## Page
((

Gaffaweb > Love & Anger > 1996-45 > [ Date Index | Thread Index ]
[Date Prev] [Date Next] [Thread Prev] [Thread Next]


Re: A Kate fix?

From: Richard Bensam <rabensam@earthlink.net>
Date: Thu, 28 Nov 1996 21:21:45 -0500
Subject: Re: A Kate fix?
To: Love-Hounds <love-hounds@gryphon.com>
Content-Type: text/plain; charset="us-ascii"
In-Reply-To: <Pine.BSI.3.95.961127171926.16586A-100000@miso.wwa.com>
References: <57horn$3ud@tlpnews.tlp.com>
Sender: owner-love-hounds

Vickie wrote:

>Look, honest, if you want a "Kate fix" without listening
>to Kate, if you want someone who *is* influenced by Kate,
>and who freely and gladly admits it, if you want someone
>who gets absolutely *no* thunder and is totally ignored
>by just about everybody in the universe, then try Happy
>Rhodes. She's much closer to Kate in feel, sound and
>sphere than Tori, and you'll be supporting an Indie
>artist who has to take out bank loans and work day
>jobs to get albums made.
>
>Warning though: she's her own artist, with her own
>style. She's no more a "Kate wannabe" than Iggy Pop.

Well, maybe a *tiny* bit more.  ;-)  To my knowledge, Iggy Pop never
patterned a song after "Night Scented Stock" or interpolated lyrics from
"Running Up That Hill" into an acoustic tribute version.

The thing about Happy Rhodes is that rather than trying to copy anyone, she
seems to have sat down with the music she really loves -- Kate, Peter
Gabriel, David Bowie, Yes, and Xenu knows who else -- and examined it,
tried to figure out how it works, and then brought those qualities into her
own work.  Finding the Kate within herself, so to speak, rather than trying
to sound like Kate.  And this, paradoxically, makes her all the more like
Kate, who is equally passionate about the music she loves.

))

## Set tasks
**a.** Besides Kate, which artists does the message name among the music Happy Rhodes really loves?
**b.** Repeat the message's text starting with "Well, maybe a" and going on through "acoustic tribute version.".
Rely on the message alone.

## Record excerpts
((

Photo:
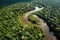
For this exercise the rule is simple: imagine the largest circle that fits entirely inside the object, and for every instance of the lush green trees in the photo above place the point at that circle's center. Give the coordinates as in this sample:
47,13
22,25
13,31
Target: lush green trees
51,14
33,19
11,28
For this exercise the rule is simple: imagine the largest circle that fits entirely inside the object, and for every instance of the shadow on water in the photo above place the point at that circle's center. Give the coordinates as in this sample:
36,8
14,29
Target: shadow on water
7,2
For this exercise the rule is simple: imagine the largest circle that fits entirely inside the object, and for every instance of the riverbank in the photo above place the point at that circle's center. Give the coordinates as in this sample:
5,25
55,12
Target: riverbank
43,24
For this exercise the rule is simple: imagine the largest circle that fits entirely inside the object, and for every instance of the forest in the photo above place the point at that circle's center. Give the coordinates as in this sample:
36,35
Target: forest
51,14
12,28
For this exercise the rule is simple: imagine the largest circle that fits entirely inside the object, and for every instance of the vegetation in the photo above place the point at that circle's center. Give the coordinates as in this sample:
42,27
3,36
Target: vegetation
34,19
51,14
11,27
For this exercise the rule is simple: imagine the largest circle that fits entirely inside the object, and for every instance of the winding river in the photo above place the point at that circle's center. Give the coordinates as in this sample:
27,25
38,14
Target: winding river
43,25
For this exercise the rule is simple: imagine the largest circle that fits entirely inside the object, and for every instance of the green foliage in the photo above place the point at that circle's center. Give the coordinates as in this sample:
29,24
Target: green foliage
34,19
51,14
11,28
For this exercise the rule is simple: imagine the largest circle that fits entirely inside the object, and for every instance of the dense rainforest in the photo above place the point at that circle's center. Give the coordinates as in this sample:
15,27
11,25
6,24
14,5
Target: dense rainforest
51,14
12,28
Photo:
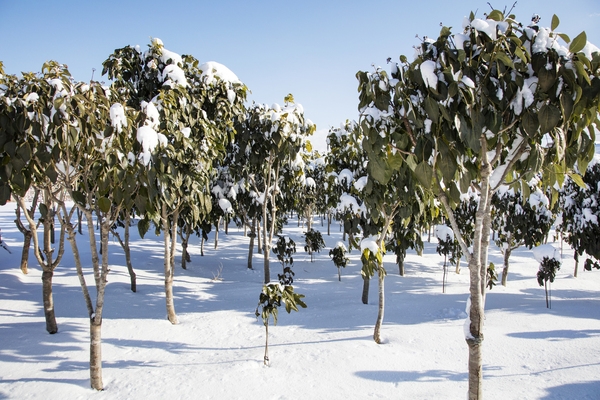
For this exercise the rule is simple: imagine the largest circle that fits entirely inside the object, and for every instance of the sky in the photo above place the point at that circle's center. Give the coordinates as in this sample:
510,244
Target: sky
311,49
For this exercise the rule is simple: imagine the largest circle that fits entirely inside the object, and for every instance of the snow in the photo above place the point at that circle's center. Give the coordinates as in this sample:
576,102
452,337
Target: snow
545,251
172,74
216,352
117,117
211,70
225,206
428,73
361,183
369,243
443,231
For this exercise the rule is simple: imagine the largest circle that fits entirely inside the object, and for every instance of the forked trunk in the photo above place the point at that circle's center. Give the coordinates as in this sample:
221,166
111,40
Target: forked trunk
127,250
96,355
217,233
168,266
377,332
251,245
266,358
507,252
51,325
25,253
365,294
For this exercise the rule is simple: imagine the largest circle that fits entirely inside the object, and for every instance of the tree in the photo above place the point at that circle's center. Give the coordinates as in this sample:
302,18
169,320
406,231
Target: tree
549,260
314,242
338,255
579,219
268,140
520,221
448,247
495,104
189,111
95,173
273,294
33,124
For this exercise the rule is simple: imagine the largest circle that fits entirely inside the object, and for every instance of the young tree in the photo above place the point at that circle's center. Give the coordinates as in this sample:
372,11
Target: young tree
268,140
338,255
580,216
520,221
549,260
34,121
314,242
494,104
189,111
274,293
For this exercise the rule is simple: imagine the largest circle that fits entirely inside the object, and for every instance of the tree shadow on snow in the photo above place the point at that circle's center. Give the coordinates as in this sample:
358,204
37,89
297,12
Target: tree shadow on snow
582,391
413,376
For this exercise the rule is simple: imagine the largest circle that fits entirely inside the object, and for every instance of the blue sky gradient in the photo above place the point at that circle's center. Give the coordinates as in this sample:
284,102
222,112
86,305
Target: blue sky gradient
311,49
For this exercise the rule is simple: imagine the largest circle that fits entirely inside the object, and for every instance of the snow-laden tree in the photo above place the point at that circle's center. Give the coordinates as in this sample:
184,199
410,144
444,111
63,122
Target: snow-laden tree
520,219
188,115
97,173
268,140
345,161
580,215
34,121
494,103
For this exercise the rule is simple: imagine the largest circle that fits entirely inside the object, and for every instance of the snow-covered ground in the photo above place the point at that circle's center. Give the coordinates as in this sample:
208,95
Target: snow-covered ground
324,351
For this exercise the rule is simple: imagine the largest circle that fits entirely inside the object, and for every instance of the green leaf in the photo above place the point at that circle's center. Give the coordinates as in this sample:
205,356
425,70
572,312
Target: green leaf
4,194
79,198
578,180
504,59
43,210
424,174
496,15
566,102
578,43
432,109
549,117
555,22
530,123
564,37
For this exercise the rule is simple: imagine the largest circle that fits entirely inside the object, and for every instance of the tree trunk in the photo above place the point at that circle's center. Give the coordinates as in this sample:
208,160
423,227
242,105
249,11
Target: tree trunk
266,358
258,239
377,332
77,259
251,245
444,275
25,253
186,232
127,250
365,294
505,269
51,325
96,355
217,232
171,316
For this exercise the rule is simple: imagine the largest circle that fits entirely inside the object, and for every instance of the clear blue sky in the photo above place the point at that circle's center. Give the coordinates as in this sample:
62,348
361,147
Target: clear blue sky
311,49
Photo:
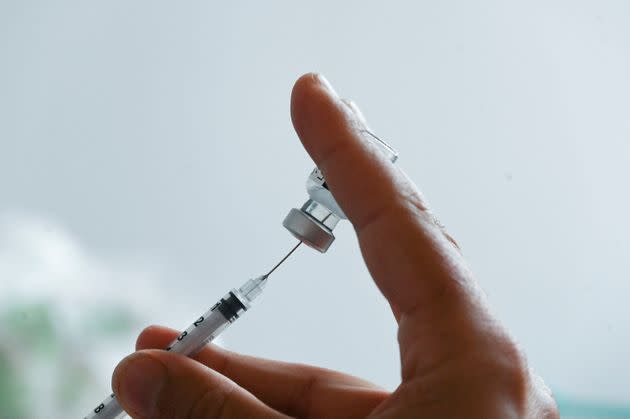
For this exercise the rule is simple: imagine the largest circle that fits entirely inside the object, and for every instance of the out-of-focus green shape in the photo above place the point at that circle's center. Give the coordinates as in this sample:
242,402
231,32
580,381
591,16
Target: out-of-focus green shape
581,409
12,390
31,325
74,382
109,322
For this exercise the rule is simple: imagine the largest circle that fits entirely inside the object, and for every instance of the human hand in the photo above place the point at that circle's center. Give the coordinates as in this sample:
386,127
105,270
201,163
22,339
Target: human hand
456,358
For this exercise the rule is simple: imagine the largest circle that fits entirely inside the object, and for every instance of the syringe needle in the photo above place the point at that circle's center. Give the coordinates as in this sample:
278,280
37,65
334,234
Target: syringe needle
283,259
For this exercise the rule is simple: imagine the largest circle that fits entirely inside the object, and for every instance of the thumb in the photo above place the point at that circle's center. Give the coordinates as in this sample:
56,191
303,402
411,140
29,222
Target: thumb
158,384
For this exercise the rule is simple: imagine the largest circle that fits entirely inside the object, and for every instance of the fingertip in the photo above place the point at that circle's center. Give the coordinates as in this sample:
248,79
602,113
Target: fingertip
319,116
154,337
137,381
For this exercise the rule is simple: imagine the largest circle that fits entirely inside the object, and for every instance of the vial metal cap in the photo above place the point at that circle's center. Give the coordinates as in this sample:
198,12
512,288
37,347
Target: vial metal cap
312,224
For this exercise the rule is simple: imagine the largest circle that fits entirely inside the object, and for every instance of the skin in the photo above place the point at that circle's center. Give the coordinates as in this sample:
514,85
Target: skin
457,360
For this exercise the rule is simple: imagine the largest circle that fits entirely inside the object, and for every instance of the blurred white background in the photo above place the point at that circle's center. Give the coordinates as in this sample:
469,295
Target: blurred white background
157,136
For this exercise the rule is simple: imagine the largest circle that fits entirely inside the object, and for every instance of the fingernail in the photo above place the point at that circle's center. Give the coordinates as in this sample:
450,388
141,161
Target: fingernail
324,82
138,380
355,109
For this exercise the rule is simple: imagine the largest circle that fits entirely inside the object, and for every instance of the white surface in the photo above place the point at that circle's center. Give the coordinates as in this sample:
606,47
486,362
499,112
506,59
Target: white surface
149,130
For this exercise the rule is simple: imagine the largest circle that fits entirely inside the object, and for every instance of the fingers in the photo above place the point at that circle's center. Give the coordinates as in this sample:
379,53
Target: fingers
159,384
296,390
412,261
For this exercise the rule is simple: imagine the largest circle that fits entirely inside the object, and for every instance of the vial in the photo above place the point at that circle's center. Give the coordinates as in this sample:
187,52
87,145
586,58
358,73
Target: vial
314,222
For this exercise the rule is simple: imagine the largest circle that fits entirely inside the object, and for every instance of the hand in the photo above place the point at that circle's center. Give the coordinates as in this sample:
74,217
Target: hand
456,358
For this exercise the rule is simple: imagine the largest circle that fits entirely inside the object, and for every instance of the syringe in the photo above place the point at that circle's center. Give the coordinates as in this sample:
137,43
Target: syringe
203,330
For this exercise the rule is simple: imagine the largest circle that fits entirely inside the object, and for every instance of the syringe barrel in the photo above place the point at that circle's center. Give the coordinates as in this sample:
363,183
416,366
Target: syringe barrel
207,327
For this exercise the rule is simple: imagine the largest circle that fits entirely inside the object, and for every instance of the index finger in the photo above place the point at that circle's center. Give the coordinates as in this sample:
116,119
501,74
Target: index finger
407,253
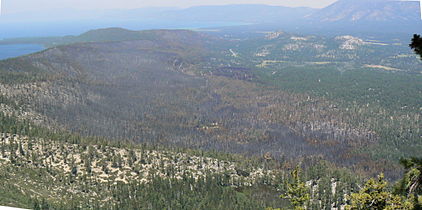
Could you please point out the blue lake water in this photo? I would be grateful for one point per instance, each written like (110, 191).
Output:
(15, 50)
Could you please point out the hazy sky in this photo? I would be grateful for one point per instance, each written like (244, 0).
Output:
(12, 6)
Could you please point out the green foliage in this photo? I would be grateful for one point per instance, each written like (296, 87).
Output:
(297, 191)
(416, 44)
(375, 196)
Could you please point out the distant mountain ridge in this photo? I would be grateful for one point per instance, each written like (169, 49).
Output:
(364, 10)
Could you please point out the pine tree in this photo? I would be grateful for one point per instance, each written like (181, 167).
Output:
(374, 196)
(297, 192)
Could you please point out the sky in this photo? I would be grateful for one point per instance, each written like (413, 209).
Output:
(15, 6)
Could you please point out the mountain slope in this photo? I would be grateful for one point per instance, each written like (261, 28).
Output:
(369, 11)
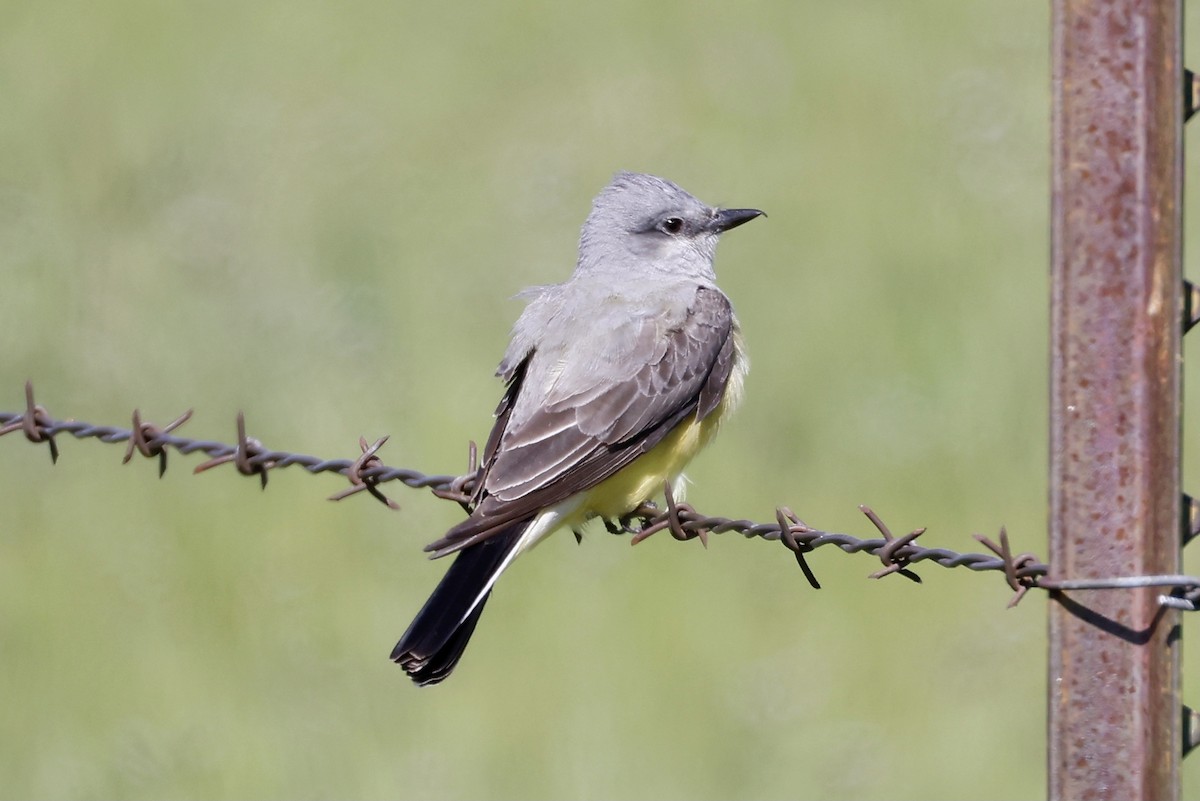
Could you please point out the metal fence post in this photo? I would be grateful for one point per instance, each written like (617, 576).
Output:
(1114, 668)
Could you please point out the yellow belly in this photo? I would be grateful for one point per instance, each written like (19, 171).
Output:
(646, 476)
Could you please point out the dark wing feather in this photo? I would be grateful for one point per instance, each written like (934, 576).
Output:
(580, 440)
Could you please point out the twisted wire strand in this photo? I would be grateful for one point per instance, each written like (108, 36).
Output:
(367, 471)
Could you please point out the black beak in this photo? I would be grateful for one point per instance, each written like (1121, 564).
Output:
(726, 218)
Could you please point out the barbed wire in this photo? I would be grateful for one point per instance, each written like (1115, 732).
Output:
(898, 554)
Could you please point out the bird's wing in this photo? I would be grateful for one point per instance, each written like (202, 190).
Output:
(583, 433)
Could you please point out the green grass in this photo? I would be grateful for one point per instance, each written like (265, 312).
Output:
(315, 215)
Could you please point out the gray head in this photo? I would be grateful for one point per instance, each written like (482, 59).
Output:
(653, 224)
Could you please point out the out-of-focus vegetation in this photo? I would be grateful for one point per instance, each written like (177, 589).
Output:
(316, 214)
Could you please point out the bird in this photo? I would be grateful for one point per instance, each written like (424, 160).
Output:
(615, 379)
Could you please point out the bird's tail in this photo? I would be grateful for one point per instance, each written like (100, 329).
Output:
(439, 633)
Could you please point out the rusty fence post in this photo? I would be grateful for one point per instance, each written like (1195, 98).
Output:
(1114, 669)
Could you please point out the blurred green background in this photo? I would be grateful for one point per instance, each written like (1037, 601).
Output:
(316, 214)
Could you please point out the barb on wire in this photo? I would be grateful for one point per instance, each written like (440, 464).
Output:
(367, 471)
(365, 483)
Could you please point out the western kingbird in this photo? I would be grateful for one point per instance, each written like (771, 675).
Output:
(616, 379)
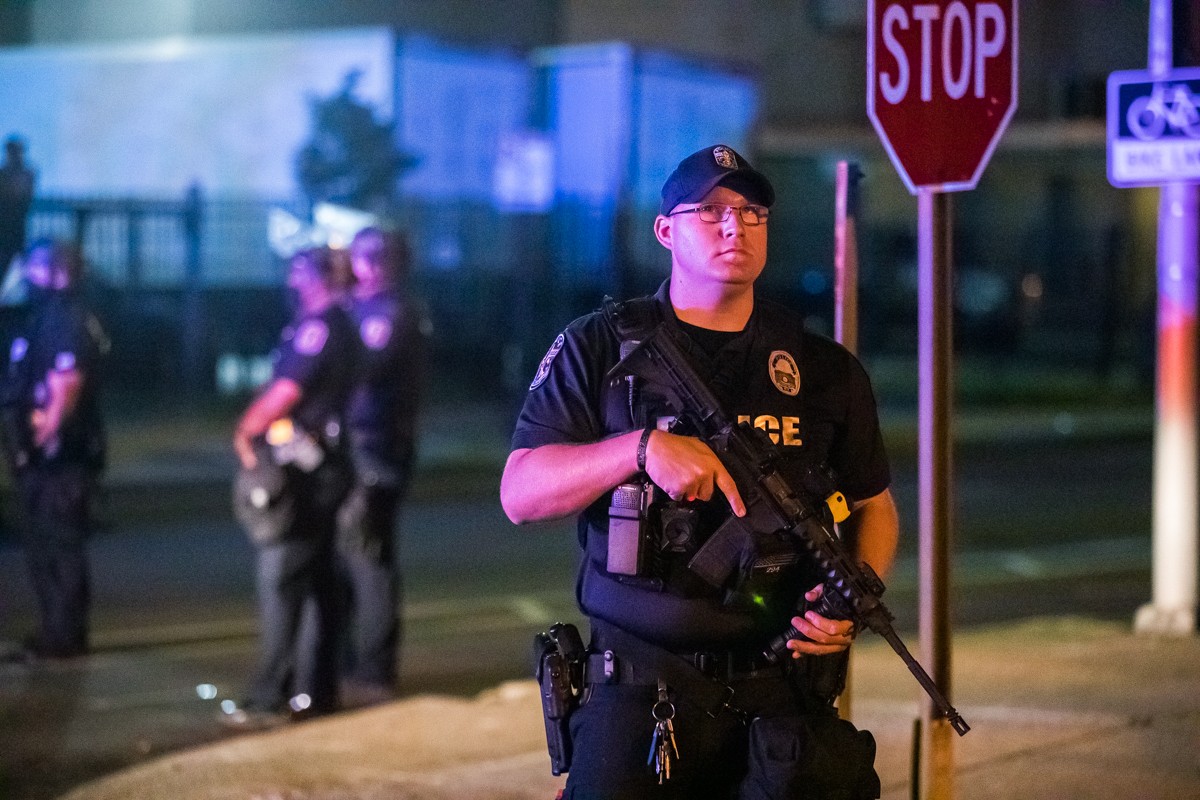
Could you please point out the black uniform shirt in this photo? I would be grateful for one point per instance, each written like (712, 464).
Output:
(319, 352)
(383, 405)
(60, 336)
(808, 392)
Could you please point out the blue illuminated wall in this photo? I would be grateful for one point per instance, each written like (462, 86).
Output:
(621, 120)
(149, 118)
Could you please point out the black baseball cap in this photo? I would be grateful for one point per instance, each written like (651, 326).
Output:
(706, 169)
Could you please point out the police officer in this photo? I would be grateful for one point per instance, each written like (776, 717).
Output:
(298, 422)
(382, 420)
(580, 434)
(54, 441)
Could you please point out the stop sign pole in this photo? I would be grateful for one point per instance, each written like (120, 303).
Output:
(941, 90)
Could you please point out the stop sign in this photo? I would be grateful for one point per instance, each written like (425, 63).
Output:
(941, 85)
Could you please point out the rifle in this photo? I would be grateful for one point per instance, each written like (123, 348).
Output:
(773, 504)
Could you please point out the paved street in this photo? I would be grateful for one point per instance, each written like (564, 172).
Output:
(1043, 529)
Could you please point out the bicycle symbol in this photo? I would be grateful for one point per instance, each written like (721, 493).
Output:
(1150, 115)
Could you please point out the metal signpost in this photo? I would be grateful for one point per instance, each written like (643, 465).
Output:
(941, 90)
(1153, 134)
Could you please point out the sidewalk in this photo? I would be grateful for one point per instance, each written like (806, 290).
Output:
(1059, 708)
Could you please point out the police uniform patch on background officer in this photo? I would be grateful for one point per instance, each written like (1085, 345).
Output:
(64, 361)
(544, 367)
(784, 372)
(725, 157)
(376, 332)
(311, 337)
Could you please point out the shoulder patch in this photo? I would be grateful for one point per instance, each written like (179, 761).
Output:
(19, 348)
(544, 367)
(311, 337)
(784, 373)
(64, 361)
(376, 331)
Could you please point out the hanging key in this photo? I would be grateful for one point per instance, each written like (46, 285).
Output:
(663, 744)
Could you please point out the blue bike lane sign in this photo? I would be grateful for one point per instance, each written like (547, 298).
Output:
(1153, 127)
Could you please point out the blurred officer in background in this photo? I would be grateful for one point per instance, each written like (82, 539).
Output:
(382, 420)
(294, 474)
(54, 440)
(17, 182)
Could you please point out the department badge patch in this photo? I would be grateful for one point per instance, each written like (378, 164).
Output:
(376, 332)
(311, 337)
(725, 157)
(784, 372)
(544, 367)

))

## Exercise results
**a.** Peter Gabriel, David Bowie, and Yes.

**b.**
Well, maybe a *tiny* bit more.  ;-)  To my knowledge, Iggy Pop never
patterned a song after "Night Scented Stock" or interpolated lyrics from
"Running Up That Hill" into an acoustic tribute version.